(What is required)
Lay out the listing below as a JSON list of strings, one string for each line, with blank lines left out.

(Provided information)
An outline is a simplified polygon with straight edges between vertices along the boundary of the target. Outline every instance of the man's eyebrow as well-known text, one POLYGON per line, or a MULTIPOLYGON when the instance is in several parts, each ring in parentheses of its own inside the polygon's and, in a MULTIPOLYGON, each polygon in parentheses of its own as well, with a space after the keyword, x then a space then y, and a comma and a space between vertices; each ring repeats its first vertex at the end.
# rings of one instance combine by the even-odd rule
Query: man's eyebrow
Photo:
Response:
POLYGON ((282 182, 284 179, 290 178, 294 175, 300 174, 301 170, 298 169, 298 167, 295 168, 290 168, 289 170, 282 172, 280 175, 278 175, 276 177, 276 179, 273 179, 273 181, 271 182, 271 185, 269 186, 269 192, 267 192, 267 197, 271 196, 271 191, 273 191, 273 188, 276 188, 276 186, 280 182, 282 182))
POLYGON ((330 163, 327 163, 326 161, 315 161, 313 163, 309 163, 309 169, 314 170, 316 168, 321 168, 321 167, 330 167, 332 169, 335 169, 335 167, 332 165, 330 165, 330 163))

(Result)
[
  "An outline is a simplified polygon with straight edges between vertices along the boundary of the target. Outline every instance of the man's eyebrow as well-known text, one POLYGON per line, or a MULTIPOLYGON when the instance is in several parts, each ring in parentheses of its own inside the polygon's and, in a MULTIPOLYGON, each polygon in parentheses of its own as well, with a space after the keyword, x then a space then y, and a comma and a space between vertices; each ring repeats its first vertex at the end.",
  "# rings of one instance combine by the even-odd rule",
  "Query: man's eyebrow",
  "Photo:",
  "Response:",
  "POLYGON ((282 182, 284 179, 290 178, 294 175, 300 174, 301 170, 298 169, 298 167, 295 168, 290 168, 289 170, 282 172, 280 175, 278 175, 276 177, 276 179, 273 179, 273 181, 271 182, 271 185, 269 186, 269 192, 267 192, 267 197, 271 196, 271 191, 273 191, 273 188, 276 188, 276 186, 280 182, 282 182))",
  "POLYGON ((330 163, 327 163, 326 161, 315 161, 313 163, 309 163, 309 169, 314 170, 316 168, 321 168, 321 167, 330 167, 332 169, 335 169, 335 167, 332 165, 330 165, 330 163))"
]